Document section:

Chicago Archdiocese Mandates COVID Vaccination for Clerics and Employees
The archdiocese of Chicago will require that those who are unvaccinated receive weekly tests for the virus and continue to wear masks.
CHICAGO, Ill. — The Archdiocese of Chicago will require all archdiocesan employees and clergy to receive the vaccine for COVID-19 within the next six weeks, and will only allow exemptions for medical reasons.
“We have made this decision convinced that this is the best way to stop the spread of this deadly illness,” Cardinal Blase Cupich of Chicago, said in an Aug. 19 email sent to clergy and staff.
Cardinal Cupich said that he was “following the lead of Pope Francis” by encouraging vaccinations, and that getting vaccinated is “an act of charity.”
The letter explained that once a vaccine is given full approval by the FDA, employees and clergy would be required to get it within six weeks. The vaccine produced by Pfizer, which is now known as “Comirnaty,” was given full FDA approval on Aug. 23.
Employees and clergy now have until Oct. 4 to receive both doses of the vaccine. For Comirnaty, the second dose can be received three weeks after the first. According to the letter, more than 90% of archdiocesan employees and clergy have already received the coronavirus vaccine.
As the Congregation for the Doctrine of the Faith has permitted the coronavirus vaccines, a religious exemption “cannot be supported by Catholic teaching,” said Cardinal Cupich. He told priests of the archdiocese that they are not to give religious exemptions to a parishioner who requests one.
Other dioceses, including Philadelphia, have followed suit with similar directives for their priests, noting that the Vatican has said that the vaccines are morally licit and do not run contrary to Catholic teaching.
In its December 2020 Note on the morality of using some anti-Covid-19 vaccines, the Congregation for the Doctrine of the Faith stated that “vaccination is not, as a rule, a moral obligation” and “therefore, it must be voluntary.”
It said that “in the absence of other means to stop or even prevent the epidemic, the common good may recommend vaccination.”
“Those who, however, for reasons of conscience, refuse vaccines produced with cell lines from aborted fetuses, must do their utmost to avoid, by other prophylactic means and appropriate behavior, becoming vehicles for the transmission of the infectious agent,” the congregation wrote.

Work item:
Please write out word for word the passage of the Chicago archdiocese vaccine mandate article that begins with "The letter explained" and ends after "on Aug. 23.". The material that comes next is drawn from a separate source.

Given material:
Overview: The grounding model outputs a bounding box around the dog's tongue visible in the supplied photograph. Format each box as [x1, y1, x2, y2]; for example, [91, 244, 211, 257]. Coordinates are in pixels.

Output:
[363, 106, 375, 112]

Written solution:
The letter explained that once a vaccine is given full approval by the FDA, employees and clergy would be required to get it within six weeks. The vaccine produced by Pfizer, which is now known as “Comirnaty,” was given full FDA approval on Aug. 23.